Can you quote the lines below exactly, starting at the line with "the rear passenger" and going through the last one?

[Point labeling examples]
● ● ● ● ● ● ●

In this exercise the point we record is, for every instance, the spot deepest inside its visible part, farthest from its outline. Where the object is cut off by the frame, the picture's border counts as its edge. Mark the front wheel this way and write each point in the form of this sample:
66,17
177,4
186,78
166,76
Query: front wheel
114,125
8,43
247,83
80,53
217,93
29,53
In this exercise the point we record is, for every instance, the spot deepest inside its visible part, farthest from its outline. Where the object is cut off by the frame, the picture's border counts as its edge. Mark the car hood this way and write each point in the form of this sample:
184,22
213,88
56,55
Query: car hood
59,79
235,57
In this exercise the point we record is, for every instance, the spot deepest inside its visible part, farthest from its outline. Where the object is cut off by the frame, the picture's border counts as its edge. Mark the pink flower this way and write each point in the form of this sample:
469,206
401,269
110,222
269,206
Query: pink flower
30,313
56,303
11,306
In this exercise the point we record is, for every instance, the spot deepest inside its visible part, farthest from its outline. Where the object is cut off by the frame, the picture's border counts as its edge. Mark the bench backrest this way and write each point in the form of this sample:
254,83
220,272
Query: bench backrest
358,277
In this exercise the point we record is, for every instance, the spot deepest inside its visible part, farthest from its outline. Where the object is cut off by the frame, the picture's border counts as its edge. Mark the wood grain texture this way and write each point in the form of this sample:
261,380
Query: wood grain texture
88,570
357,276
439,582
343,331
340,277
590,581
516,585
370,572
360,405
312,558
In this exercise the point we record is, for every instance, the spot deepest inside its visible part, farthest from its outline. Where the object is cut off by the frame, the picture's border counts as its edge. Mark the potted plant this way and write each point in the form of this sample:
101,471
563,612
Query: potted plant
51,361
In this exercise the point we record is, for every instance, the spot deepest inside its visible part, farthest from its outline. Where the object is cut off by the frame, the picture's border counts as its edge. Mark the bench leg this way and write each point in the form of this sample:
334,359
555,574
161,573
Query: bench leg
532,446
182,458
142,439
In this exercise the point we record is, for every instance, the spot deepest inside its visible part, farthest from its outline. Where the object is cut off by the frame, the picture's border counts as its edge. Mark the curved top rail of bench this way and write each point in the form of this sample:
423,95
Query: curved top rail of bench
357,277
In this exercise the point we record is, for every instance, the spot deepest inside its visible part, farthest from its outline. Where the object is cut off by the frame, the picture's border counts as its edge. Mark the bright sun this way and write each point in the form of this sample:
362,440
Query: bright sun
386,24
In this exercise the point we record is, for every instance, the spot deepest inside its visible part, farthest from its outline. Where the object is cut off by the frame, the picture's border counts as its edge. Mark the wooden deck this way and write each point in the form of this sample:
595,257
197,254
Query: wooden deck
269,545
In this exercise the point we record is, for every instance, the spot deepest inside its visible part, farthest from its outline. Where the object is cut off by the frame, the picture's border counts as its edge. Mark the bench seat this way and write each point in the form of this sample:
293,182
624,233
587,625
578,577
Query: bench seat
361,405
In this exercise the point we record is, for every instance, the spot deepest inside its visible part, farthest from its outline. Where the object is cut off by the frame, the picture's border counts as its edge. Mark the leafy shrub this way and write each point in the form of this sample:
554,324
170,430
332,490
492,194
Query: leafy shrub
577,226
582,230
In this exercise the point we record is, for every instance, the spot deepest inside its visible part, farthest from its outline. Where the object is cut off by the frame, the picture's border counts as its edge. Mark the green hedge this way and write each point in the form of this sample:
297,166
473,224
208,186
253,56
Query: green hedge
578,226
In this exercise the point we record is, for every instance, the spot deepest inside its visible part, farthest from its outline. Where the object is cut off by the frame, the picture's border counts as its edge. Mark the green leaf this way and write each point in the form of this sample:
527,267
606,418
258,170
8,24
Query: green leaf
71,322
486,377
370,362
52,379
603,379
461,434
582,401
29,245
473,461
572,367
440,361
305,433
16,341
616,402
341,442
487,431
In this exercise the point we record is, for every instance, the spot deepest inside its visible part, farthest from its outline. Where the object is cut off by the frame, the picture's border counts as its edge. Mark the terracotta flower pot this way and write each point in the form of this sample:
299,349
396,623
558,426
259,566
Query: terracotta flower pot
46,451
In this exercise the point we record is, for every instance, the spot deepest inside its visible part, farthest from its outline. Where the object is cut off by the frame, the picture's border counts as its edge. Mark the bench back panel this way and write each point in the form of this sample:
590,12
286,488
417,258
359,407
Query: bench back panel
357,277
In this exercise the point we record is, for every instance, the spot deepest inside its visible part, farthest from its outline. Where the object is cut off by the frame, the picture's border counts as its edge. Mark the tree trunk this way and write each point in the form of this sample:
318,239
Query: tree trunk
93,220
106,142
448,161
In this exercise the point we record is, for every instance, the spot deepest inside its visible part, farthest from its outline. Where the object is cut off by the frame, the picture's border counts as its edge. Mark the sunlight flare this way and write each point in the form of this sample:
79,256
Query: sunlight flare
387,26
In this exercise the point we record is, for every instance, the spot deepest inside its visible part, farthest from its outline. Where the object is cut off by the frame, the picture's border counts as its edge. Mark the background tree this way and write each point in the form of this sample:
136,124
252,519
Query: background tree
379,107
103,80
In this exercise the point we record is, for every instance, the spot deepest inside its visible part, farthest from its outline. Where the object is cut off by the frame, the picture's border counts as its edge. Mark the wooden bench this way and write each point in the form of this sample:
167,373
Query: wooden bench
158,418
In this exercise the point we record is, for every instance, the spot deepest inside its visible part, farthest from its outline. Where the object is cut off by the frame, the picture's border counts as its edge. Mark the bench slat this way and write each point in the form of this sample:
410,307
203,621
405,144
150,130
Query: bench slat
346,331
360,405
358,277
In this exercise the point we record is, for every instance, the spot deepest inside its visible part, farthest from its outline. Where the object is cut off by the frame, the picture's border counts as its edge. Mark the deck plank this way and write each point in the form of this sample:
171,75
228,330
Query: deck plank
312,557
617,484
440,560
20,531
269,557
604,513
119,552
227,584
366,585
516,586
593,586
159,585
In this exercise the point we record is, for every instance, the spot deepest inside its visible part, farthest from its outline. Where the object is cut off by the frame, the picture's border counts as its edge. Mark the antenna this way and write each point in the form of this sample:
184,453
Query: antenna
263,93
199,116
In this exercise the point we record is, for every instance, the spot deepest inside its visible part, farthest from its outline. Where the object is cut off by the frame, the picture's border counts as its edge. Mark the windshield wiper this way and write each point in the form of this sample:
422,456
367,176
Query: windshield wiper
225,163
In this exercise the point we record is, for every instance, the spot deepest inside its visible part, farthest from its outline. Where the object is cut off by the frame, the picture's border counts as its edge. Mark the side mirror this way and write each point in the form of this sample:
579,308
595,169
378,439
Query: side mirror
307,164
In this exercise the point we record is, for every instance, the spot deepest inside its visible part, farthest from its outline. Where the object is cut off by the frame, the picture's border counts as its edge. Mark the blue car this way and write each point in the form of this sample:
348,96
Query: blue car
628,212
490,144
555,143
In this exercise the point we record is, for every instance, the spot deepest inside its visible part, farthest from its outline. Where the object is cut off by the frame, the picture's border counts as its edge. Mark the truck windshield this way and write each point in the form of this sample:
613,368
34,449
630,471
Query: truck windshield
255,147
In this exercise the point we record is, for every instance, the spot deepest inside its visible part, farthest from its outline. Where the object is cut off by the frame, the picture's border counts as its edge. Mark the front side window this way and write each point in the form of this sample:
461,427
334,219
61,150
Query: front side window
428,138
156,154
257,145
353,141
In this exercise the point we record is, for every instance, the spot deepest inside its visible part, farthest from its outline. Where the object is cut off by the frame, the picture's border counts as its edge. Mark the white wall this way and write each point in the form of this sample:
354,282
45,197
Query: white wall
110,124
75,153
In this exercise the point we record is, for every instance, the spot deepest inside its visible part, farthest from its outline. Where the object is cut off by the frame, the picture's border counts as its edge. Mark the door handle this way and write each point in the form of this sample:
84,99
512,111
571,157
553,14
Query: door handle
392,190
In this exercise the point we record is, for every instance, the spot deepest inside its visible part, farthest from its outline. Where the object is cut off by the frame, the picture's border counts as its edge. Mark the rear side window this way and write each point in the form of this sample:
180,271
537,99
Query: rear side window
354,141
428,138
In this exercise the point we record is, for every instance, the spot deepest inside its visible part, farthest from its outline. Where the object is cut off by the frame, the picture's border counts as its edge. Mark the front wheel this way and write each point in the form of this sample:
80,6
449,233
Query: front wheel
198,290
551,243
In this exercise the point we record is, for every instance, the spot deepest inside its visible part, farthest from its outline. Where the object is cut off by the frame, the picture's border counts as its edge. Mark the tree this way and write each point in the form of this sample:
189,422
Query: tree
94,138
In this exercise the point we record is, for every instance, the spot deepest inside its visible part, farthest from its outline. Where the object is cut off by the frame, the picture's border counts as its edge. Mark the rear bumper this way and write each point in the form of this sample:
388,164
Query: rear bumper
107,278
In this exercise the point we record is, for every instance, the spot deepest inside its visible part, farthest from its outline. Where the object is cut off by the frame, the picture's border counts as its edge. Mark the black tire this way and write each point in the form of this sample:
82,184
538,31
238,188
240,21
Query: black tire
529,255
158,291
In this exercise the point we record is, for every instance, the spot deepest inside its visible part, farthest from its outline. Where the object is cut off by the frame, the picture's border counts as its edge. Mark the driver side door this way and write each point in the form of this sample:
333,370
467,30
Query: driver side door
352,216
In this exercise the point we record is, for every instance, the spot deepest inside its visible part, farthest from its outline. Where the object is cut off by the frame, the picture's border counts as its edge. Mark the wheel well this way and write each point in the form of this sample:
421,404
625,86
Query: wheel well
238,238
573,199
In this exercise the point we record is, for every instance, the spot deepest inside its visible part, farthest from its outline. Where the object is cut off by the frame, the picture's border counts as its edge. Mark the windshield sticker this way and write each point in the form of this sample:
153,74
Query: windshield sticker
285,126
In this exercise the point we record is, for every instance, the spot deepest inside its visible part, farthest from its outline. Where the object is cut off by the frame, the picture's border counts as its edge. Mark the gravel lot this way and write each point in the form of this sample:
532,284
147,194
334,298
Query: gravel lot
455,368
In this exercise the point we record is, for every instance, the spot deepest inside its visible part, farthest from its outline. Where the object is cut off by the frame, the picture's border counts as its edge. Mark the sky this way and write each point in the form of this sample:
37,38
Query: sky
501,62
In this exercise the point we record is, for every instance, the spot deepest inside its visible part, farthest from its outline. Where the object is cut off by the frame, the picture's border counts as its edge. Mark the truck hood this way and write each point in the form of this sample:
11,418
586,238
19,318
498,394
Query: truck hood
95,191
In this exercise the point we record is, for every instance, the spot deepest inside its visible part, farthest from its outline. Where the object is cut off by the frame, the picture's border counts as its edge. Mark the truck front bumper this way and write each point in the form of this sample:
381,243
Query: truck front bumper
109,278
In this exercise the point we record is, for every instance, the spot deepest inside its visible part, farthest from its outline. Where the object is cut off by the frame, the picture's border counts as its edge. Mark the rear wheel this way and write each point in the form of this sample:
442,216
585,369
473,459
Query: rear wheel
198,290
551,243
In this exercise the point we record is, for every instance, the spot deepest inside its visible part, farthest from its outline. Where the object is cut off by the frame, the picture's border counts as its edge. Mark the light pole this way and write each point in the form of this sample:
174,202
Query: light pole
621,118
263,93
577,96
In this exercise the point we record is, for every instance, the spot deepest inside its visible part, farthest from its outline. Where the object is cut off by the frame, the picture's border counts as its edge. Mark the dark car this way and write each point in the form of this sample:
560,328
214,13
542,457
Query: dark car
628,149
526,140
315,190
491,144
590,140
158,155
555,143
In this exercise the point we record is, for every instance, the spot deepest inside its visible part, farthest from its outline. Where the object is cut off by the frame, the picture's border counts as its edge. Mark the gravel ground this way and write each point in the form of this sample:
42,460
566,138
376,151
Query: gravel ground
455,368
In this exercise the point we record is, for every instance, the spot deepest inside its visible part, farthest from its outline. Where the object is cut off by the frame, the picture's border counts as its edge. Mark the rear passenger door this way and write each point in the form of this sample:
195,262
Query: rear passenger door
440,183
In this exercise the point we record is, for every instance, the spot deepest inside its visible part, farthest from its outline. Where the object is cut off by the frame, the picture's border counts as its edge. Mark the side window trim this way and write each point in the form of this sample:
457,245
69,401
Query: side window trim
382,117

● ● ● ● ● ● ●

Task response:
In this exercise the point we record is, for every instance, the spot deepest inside its visible part, farthest from its outline. Where the object is cut off by the frame, the picture's border counts as its edge. Mark the rear passenger door this way and write each point in the form of this sample:
195,262
Query: rear passenger door
440,183
In this exercise the point we record is, for every instance, the spot deepest inside its visible part, farthest from its outline. Where the object is cut off by the frame, the picture's border counts as its edge. Mark the side window trim this way and write each point in the form of this sample:
457,245
69,401
Query: side window trim
382,117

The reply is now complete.